Linked by David Adams on Thu 29th Sep 2011 23:47 UTC, submitted by lucas_maximus
Linux Linux is struggling on the desktop because it only has a small number of "great" apps, according to the Gnome co-creator. Miguel de Icaza, co-creator of the Gnome desktop, told tech journalist Tim Anderson at the recent Windows 8 Build conference "When you count how many great desktop apps there are on Linux, you can probably name 10," de Icaza said, according to a post on Anderson's IT Writing blog. "You work really hard, you can probably name 20. We've managed to p*** off developers every step of the way, breaking APIs all the time."
Permalink for comment 491711
To read all comments associated with this story, please click here.
RE[7]: Comment by stabbyjones
by lemur2 on Mon 3rd Oct 2011 21:59 UTC in reply to "RE[6]: Comment by stabbyjones"
lemur2
Member since:
2007-02-17

"If one gets a desktop Linux LiveCD today, and installs it on a bare machine, it will work instantly out of the box. Yes, I repeat, it will "just work".

Dataset items:
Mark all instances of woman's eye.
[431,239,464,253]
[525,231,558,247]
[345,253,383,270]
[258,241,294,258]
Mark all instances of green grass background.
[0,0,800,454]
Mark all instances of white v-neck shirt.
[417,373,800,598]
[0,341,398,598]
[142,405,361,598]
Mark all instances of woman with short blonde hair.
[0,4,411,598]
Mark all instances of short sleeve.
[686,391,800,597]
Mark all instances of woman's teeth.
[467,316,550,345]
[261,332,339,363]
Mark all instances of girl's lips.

### Work to be completed
Pick up the discussion of Linux desktop apps after its final sentence and keep writing it.

### The result
Not in my experience. Any hardware that is the slightest bit new, and Linux is likely to fail in "interesting" ways. For example, in 2009 I built a new desktop system using a Gigabyte X58 motherboard, Core i7 920 and a pair of SATA Velociraptor drives. None of the Linux distributions could run it. I had to custom-compile the latest Linux -rc versions just to get the SATA drivers. Then I needed binary ATI video drivers because the open source drivers couldn't handle the card. This year I got a Samsung Series 9 laptop. Very nice, but no optical drive. So, off I went to boot a Fedora Live CD from a USB stick. Should be easy right? There's even a tool for it. Heck no. The Live CD assumes that the media (the USB key in this case) will have the same volume name that the CD was burned with. Took me a couple of hours to figure that one out! Then there were all the problems, like reboot crashing the machine (had to add reboot=k), and the LED flashing after a crash preventing the power-off key from working (had to add another kernel option to fix that) and EXT4 defaulting to not using TRIM on the SSD. So, to repeat: In my personal experience with Linux, which I like a lot, it takes a software engineer and sysadmin to make Linux "just work." "

Get real. Who exactly are you trying to kid?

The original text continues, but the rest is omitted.